Direction → Transcribe the following entries exactly as they appear, omitting the pictures from your answer.

========

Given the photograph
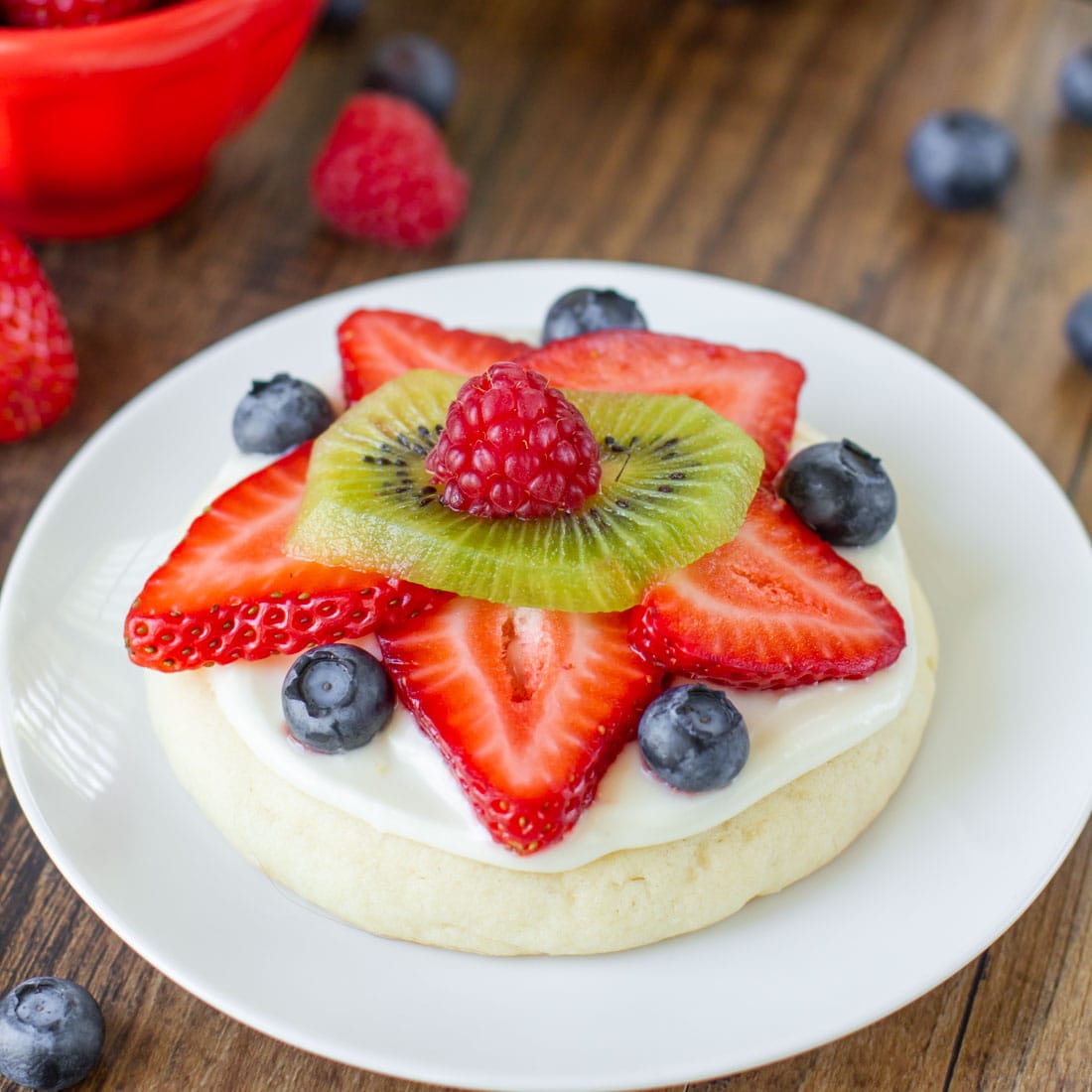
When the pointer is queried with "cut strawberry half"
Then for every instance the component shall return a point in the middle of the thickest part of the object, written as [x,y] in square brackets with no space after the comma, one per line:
[228,591]
[774,608]
[528,708]
[378,345]
[756,391]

========

Result for this task →
Given the photograph
When the pointer is queried with "cut strawberry half"
Then for every instance the component shall return a point in the middle of the thickest part of the object, written as [x,y] in square brackets with no space after the comma, one per line:
[228,591]
[774,608]
[528,708]
[378,345]
[756,391]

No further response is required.